Task statement
Starting at the line "Phrase: blurred tree" and ending at the last line of the records, render these lines as a numbered list. Leave out blank lines and pictures.

Record excerpts
———

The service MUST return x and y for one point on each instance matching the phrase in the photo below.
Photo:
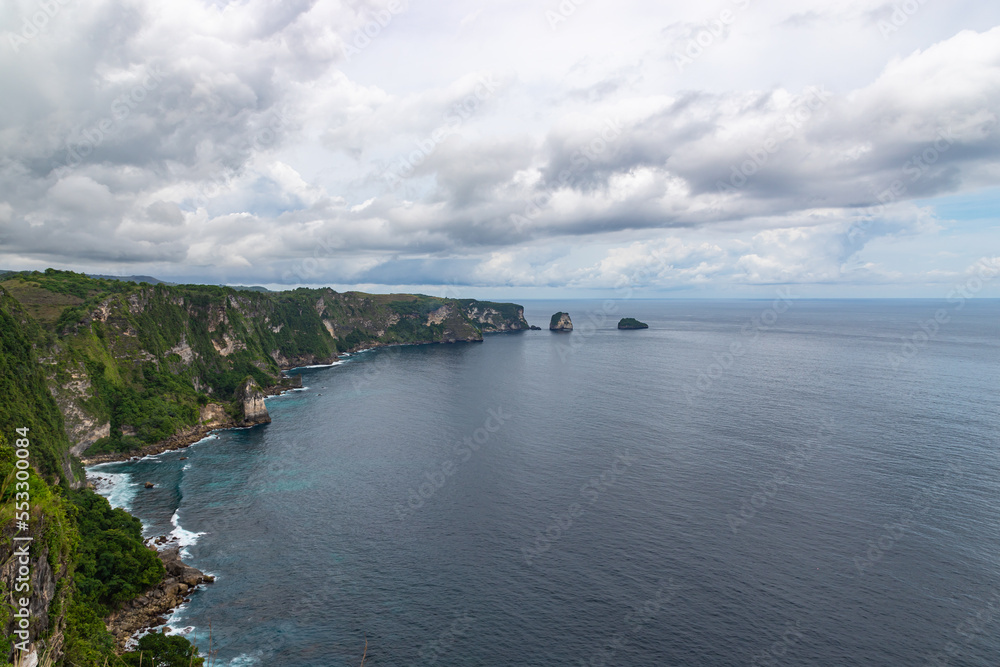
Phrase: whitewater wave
(183, 538)
(336, 363)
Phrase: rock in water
(560, 322)
(631, 323)
(252, 397)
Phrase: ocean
(774, 482)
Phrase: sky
(506, 149)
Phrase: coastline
(189, 436)
(149, 612)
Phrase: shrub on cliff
(113, 563)
(163, 651)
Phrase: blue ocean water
(744, 483)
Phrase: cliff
(252, 398)
(131, 365)
(560, 322)
(109, 368)
(631, 323)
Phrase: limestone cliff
(252, 399)
(43, 636)
(132, 365)
(561, 322)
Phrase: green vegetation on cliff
(133, 364)
(85, 558)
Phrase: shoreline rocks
(631, 323)
(149, 610)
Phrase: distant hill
(132, 279)
(245, 288)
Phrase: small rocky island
(560, 322)
(631, 323)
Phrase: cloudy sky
(503, 149)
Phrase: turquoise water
(746, 482)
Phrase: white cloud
(235, 140)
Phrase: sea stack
(631, 323)
(560, 322)
(252, 397)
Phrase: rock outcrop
(149, 610)
(251, 397)
(41, 593)
(631, 323)
(495, 317)
(561, 322)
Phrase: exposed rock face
(490, 317)
(251, 396)
(560, 322)
(148, 610)
(631, 323)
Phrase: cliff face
(252, 399)
(132, 365)
(40, 635)
(560, 322)
(496, 317)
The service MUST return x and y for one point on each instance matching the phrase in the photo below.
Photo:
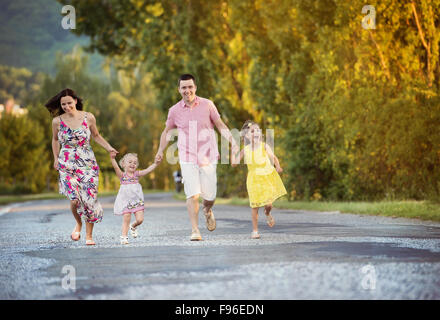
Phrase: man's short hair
(186, 76)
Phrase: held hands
(113, 153)
(159, 157)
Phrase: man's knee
(208, 204)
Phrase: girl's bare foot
(270, 220)
(76, 233)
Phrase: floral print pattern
(79, 171)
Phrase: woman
(74, 159)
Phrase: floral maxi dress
(79, 171)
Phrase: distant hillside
(31, 34)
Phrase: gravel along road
(306, 255)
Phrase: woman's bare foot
(76, 233)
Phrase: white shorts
(199, 180)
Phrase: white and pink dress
(130, 198)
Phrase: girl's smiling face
(68, 104)
(254, 133)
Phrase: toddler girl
(263, 182)
(130, 198)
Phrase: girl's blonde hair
(124, 158)
(245, 128)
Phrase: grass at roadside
(424, 210)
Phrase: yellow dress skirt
(263, 183)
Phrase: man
(195, 118)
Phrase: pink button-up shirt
(196, 139)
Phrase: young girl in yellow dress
(263, 182)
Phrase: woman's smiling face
(68, 104)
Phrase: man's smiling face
(187, 90)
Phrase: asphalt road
(306, 255)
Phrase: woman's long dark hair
(54, 103)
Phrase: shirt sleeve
(170, 119)
(213, 112)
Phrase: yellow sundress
(263, 183)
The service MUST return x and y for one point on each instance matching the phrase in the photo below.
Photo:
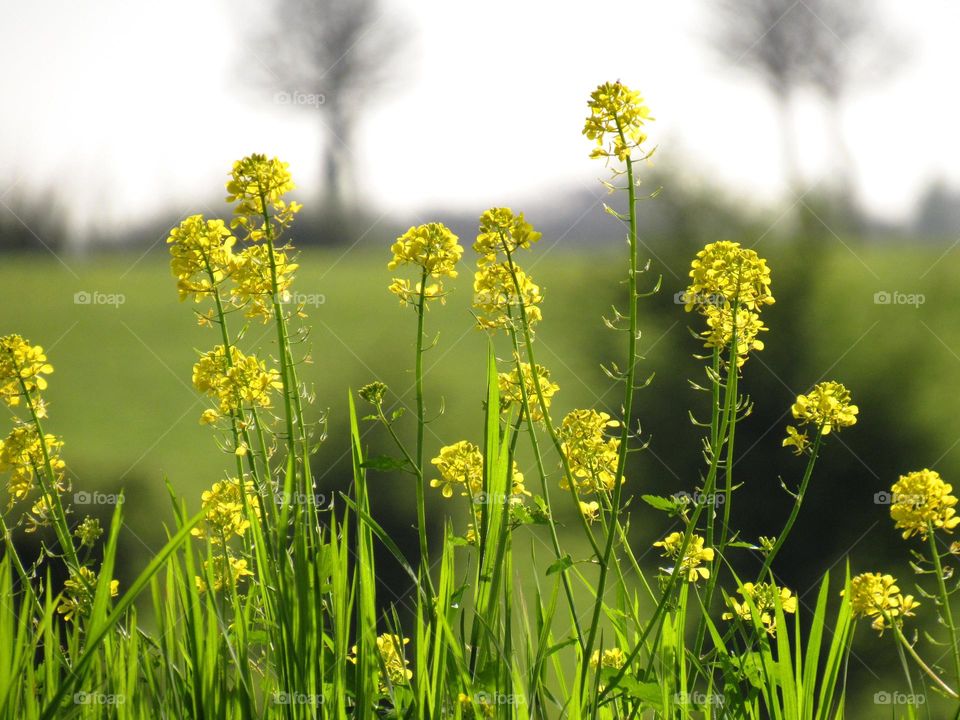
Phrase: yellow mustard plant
(201, 256)
(395, 669)
(511, 393)
(827, 407)
(244, 380)
(253, 273)
(720, 330)
(223, 507)
(691, 566)
(724, 273)
(496, 300)
(78, 592)
(591, 454)
(921, 498)
(461, 465)
(435, 250)
(501, 234)
(227, 570)
(21, 455)
(612, 658)
(22, 368)
(877, 597)
(764, 597)
(257, 185)
(616, 120)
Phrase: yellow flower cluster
(616, 120)
(253, 273)
(591, 455)
(497, 300)
(691, 566)
(431, 247)
(22, 368)
(728, 286)
(826, 407)
(502, 232)
(922, 499)
(242, 380)
(201, 255)
(511, 392)
(720, 330)
(613, 658)
(764, 597)
(21, 455)
(223, 507)
(877, 596)
(395, 669)
(461, 464)
(257, 185)
(78, 592)
(227, 571)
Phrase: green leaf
(562, 564)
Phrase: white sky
(130, 109)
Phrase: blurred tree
(333, 57)
(829, 45)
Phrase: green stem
(798, 500)
(944, 597)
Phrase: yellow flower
(22, 368)
(691, 566)
(21, 454)
(827, 406)
(877, 596)
(394, 670)
(431, 247)
(591, 456)
(720, 330)
(257, 185)
(252, 275)
(244, 380)
(201, 254)
(228, 571)
(922, 497)
(502, 232)
(723, 273)
(764, 597)
(496, 300)
(613, 658)
(511, 393)
(797, 439)
(460, 463)
(590, 510)
(224, 513)
(78, 592)
(616, 120)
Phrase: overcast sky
(131, 109)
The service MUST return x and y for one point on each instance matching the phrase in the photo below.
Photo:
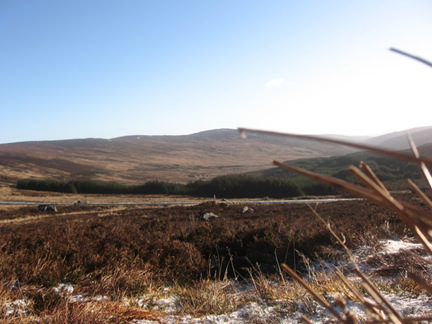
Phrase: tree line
(227, 186)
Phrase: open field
(124, 253)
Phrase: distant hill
(138, 159)
(391, 171)
(399, 140)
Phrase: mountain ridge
(136, 159)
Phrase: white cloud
(275, 83)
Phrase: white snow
(396, 246)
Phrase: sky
(104, 69)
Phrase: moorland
(107, 264)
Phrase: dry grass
(378, 309)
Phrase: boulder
(209, 216)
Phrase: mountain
(399, 140)
(138, 159)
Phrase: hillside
(137, 159)
(391, 171)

———

Result below
1. Phrase: blurred tree
2. (333, 57)
3. (829, 45)
4. Phrase: green stem
5. (798, 500)
6. (944, 597)
7. Phrase: yellow flower
8. (22, 368)
9. (691, 566)
10. (21, 454)
11. (827, 406)
12. (877, 596)
13. (394, 670)
14. (431, 247)
15. (591, 456)
16. (720, 330)
17. (257, 185)
18. (252, 275)
19. (244, 380)
20. (201, 254)
21. (228, 571)
22. (922, 497)
23. (502, 232)
24. (723, 273)
25. (764, 597)
26. (496, 300)
27. (613, 658)
28. (511, 393)
29. (797, 439)
30. (460, 463)
31. (590, 510)
32. (224, 513)
33. (78, 592)
34. (616, 120)
35. Phrase: overcast sky
36. (131, 109)
37. The service MUST return x and y for one point on each instance matching the phrase in the photo below.
38. Photo:
39. Phrase: tree line
40. (227, 186)
41. Phrase: open field
42. (124, 253)
43. Phrase: distant hill
44. (138, 159)
45. (391, 171)
46. (399, 140)
47. Phrase: mountain ridge
48. (136, 159)
49. Phrase: white cloud
50. (275, 83)
51. Phrase: white snow
52. (396, 246)
53. Phrase: sky
54. (104, 69)
55. Phrase: moorland
56. (107, 264)
57. Phrase: dry grass
58. (378, 309)
59. Phrase: boulder
60. (209, 216)
61. Phrase: mountain
62. (399, 140)
63. (138, 159)
64. Phrase: hillside
65. (137, 159)
66. (391, 171)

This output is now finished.